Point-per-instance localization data
BEGIN
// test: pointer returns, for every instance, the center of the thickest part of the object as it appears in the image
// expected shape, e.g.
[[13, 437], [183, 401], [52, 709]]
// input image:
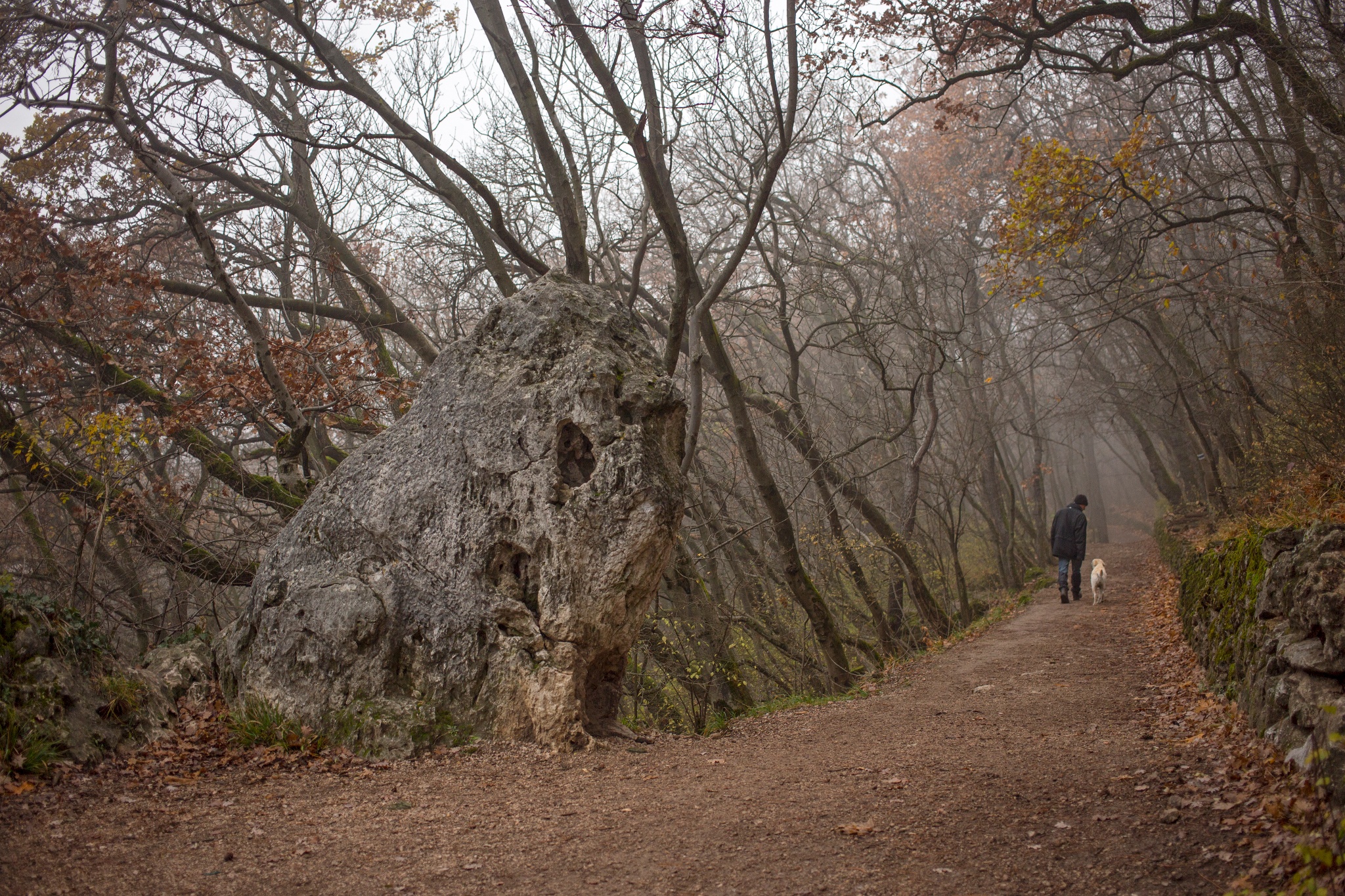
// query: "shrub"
[[260, 723], [124, 696]]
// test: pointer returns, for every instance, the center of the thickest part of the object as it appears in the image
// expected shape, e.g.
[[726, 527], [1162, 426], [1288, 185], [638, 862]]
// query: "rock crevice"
[[489, 558]]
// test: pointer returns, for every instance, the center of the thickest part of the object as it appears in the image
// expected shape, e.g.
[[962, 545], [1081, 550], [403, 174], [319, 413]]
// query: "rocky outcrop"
[[489, 559], [64, 696], [1266, 613]]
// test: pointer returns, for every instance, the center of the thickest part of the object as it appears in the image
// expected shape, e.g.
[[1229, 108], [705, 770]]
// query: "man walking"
[[1070, 544]]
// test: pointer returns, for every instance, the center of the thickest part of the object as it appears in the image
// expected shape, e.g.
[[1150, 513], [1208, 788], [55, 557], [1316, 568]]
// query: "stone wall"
[[1266, 614]]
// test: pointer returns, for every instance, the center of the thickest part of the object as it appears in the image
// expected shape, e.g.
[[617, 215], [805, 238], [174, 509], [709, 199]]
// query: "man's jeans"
[[1064, 575]]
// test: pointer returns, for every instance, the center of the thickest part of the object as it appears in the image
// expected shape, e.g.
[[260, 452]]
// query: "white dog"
[[1098, 580]]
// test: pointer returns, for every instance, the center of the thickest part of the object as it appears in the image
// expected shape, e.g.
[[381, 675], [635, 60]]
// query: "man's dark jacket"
[[1070, 534]]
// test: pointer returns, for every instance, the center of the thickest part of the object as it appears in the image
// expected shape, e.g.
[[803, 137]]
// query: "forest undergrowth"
[[1293, 833]]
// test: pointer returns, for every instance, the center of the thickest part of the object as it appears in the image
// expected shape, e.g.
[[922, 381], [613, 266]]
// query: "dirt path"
[[1046, 781]]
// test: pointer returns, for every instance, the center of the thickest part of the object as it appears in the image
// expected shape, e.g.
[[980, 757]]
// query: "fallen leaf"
[[856, 829]]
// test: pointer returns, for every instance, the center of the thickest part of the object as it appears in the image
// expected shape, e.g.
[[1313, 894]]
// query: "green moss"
[[1218, 603]]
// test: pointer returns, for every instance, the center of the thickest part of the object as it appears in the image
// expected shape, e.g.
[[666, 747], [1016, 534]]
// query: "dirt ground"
[[1021, 762]]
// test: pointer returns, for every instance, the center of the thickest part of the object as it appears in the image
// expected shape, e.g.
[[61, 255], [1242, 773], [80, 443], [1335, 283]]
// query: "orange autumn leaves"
[[1057, 195]]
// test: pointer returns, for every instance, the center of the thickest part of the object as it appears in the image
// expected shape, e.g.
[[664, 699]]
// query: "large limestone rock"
[[1305, 585], [487, 561]]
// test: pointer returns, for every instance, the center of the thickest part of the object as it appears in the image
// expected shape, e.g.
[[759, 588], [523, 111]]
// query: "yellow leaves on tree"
[[1057, 195]]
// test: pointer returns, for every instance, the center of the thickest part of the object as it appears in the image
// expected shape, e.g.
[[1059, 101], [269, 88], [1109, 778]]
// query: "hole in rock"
[[509, 568], [573, 454]]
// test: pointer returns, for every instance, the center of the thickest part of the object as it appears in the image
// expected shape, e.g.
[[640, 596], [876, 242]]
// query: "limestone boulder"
[[486, 561], [1305, 585]]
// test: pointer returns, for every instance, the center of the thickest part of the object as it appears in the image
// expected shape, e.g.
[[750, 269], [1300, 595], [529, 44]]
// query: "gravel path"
[[1019, 762]]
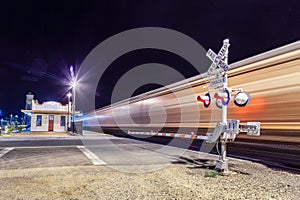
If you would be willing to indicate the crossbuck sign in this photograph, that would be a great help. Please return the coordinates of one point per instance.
(217, 59)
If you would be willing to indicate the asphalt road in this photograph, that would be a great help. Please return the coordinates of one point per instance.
(132, 154)
(124, 154)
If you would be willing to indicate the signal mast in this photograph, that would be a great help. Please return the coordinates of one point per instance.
(226, 130)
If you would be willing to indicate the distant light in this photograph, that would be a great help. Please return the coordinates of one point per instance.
(74, 84)
(72, 71)
(69, 95)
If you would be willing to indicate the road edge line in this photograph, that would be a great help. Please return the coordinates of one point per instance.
(91, 156)
(5, 151)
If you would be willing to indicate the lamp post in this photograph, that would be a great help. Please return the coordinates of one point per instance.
(73, 85)
(68, 118)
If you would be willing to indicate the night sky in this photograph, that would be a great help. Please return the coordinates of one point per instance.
(39, 40)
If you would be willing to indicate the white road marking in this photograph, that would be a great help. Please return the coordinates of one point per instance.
(90, 155)
(6, 150)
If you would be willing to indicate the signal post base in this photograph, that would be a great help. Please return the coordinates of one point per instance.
(222, 165)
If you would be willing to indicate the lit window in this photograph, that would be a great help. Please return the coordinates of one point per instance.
(62, 120)
(39, 120)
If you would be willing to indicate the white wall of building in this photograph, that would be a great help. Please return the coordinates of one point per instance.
(45, 123)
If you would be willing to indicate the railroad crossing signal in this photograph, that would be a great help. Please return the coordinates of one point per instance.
(226, 130)
(217, 59)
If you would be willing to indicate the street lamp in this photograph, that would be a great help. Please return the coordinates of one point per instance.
(68, 118)
(73, 86)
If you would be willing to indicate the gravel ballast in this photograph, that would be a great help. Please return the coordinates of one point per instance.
(176, 181)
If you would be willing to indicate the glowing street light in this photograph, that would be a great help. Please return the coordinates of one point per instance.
(68, 118)
(73, 86)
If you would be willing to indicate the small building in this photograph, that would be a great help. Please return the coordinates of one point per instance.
(49, 116)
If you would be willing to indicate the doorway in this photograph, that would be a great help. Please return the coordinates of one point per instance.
(51, 123)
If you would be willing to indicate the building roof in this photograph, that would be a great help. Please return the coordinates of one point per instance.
(49, 111)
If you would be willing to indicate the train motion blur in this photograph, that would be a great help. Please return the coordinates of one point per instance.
(271, 78)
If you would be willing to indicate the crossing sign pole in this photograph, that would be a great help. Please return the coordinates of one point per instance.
(222, 164)
(226, 130)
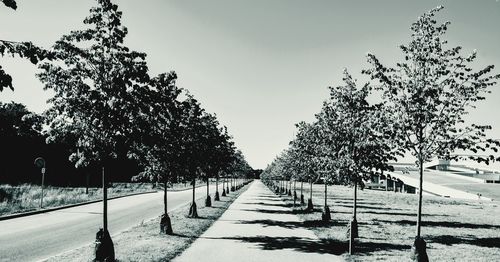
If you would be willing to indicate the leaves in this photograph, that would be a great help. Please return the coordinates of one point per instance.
(10, 3)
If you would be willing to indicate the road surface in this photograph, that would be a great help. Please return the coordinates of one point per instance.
(38, 237)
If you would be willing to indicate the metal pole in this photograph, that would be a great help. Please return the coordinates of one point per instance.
(43, 179)
(104, 202)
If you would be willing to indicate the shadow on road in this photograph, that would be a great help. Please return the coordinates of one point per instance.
(439, 224)
(315, 246)
(469, 240)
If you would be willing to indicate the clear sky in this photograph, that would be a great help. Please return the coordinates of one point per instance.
(260, 65)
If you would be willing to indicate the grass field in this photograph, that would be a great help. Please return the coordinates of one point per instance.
(26, 197)
(455, 230)
(145, 243)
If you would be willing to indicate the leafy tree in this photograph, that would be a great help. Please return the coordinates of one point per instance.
(96, 81)
(159, 148)
(430, 91)
(305, 145)
(359, 132)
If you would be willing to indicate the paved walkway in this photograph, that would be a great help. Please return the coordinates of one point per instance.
(257, 227)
END
■ Your assignment
Look above for the line that contains "[[381, 675], [635, 60]]". Starting there, transcribe every line exactly until you have copied the line that contains "[[640, 596], [876, 242]]".

■ Written solution
[[381, 675], [635, 60]]
// query: "man's dark jacket"
[[1070, 534]]
// test: pointer returns, for every instance, the center of the thickest part of the object as it appears in the image
// expected shape, e.g.
[[803, 137]]
// query: "forest undergrowth"
[[1293, 833]]
// test: pointer returns, for every instance, the center of the thickest part of the object as it appears in the image
// expected shape, e.g.
[[922, 381], [613, 266]]
// query: "dirt path"
[[1046, 781]]
// test: pointer returns, for every instance, the center of the thickest part of the object as it appears in the image
// expected shape, e.g.
[[980, 757]]
// query: "fallen leaf"
[[856, 829]]
// test: pointer returns, for every instance, the center of the thickest part of the object as it appears in the image
// expected shape, e.g.
[[1313, 894]]
// query: "green moss"
[[1218, 603]]
// test: pointer returns, for every instance, the center of the thickest part of the object as it appears in the image
// expected shape, e.g.
[[666, 747], [1016, 534]]
// query: "dirt ground"
[[1021, 762]]
// test: pointer returns, for every instance, the center of the thickest part of the object as it appears in the image
// expected shape, e.g.
[[61, 255], [1242, 773], [80, 443], [1335, 283]]
// query: "orange autumn leaves"
[[1057, 195]]
// test: pointer returns, for every instance, the center of the thickest part of the object as it appears in the image
// expected shape, e.g.
[[664, 699]]
// query: "large limestone rock"
[[1305, 585], [487, 561]]
// test: pointer returns, for every instance, the center of the thickest part of the object as it appears in the image
// expected shape, e.g.
[[759, 588], [523, 111]]
// query: "yellow leaves on tree"
[[1057, 195]]
// test: pointer returns, for every instance, the center of the thickest part of the object as it appears in the image
// expected shape, e.g.
[[1059, 101], [269, 88], [1109, 778]]
// query: "hole in rock"
[[509, 568], [573, 454]]
// test: pointer returns, for every instance, the center of the thickest part of the object as it appears in the image
// expected shape, e.g.
[[640, 596], [876, 242]]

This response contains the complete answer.